*Problem requirements*: Each record in the material below must be written out again exactly.

*Data for analysis*:
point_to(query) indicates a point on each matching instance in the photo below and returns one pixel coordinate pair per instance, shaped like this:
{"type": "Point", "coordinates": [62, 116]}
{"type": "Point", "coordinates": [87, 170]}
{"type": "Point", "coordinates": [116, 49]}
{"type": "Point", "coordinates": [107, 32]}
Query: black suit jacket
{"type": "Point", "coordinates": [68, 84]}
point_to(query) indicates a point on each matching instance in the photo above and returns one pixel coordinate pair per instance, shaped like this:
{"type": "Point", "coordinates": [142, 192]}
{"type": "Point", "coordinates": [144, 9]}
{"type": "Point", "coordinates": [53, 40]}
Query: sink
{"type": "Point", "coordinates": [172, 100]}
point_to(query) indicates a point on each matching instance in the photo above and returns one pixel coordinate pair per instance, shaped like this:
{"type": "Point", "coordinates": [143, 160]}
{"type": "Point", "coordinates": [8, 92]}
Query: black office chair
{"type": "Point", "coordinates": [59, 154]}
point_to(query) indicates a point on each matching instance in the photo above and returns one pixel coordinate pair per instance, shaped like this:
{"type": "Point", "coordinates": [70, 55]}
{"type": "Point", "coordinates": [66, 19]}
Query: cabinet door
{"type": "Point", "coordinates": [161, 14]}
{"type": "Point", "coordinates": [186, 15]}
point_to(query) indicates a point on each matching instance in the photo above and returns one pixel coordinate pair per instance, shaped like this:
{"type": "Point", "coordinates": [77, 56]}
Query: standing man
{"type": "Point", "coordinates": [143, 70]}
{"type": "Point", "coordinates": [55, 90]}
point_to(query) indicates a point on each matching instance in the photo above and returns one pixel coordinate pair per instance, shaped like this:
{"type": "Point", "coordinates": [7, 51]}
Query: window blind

*Task solution*:
point_to(query) indicates a point on each matching instance in the photo below and returns one pixel coordinate pair per instance, shaped like this:
{"type": "Point", "coordinates": [62, 116]}
{"type": "Point", "coordinates": [87, 170]}
{"type": "Point", "coordinates": [116, 49]}
{"type": "Point", "coordinates": [107, 32]}
Query: black suit jacket
{"type": "Point", "coordinates": [68, 84]}
point_to(query) indicates a point on each matching instance in the photo above and returns one pixel coordinate pair per instance, shaped like this:
{"type": "Point", "coordinates": [142, 192]}
{"type": "Point", "coordinates": [144, 9]}
{"type": "Point", "coordinates": [53, 40]}
Query: sink
{"type": "Point", "coordinates": [172, 100]}
point_to(query) indicates a point on each matching instance in the photo above and returns one pixel coordinate pair per instance, shaped like this:
{"type": "Point", "coordinates": [143, 160]}
{"type": "Point", "coordinates": [8, 92]}
Query: black office chair
{"type": "Point", "coordinates": [59, 154]}
point_to(query) indicates a point on each matching instance in the photo above and returns one pixel coordinate pair per instance, shaped like this:
{"type": "Point", "coordinates": [70, 55]}
{"type": "Point", "coordinates": [66, 19]}
Query: cabinet door
{"type": "Point", "coordinates": [161, 14]}
{"type": "Point", "coordinates": [186, 15]}
point_to(query) indicates a point on each matching instance in the photo above and returns one pixel coordinate pair per instance, shaped like this:
{"type": "Point", "coordinates": [77, 56]}
Query: standing man
{"type": "Point", "coordinates": [143, 70]}
{"type": "Point", "coordinates": [55, 90]}
point_to(query) indicates a point on each matching instance in the photo above and returns one pixel coordinate pair per instance, shaped like this:
{"type": "Point", "coordinates": [7, 51]}
Query: window blind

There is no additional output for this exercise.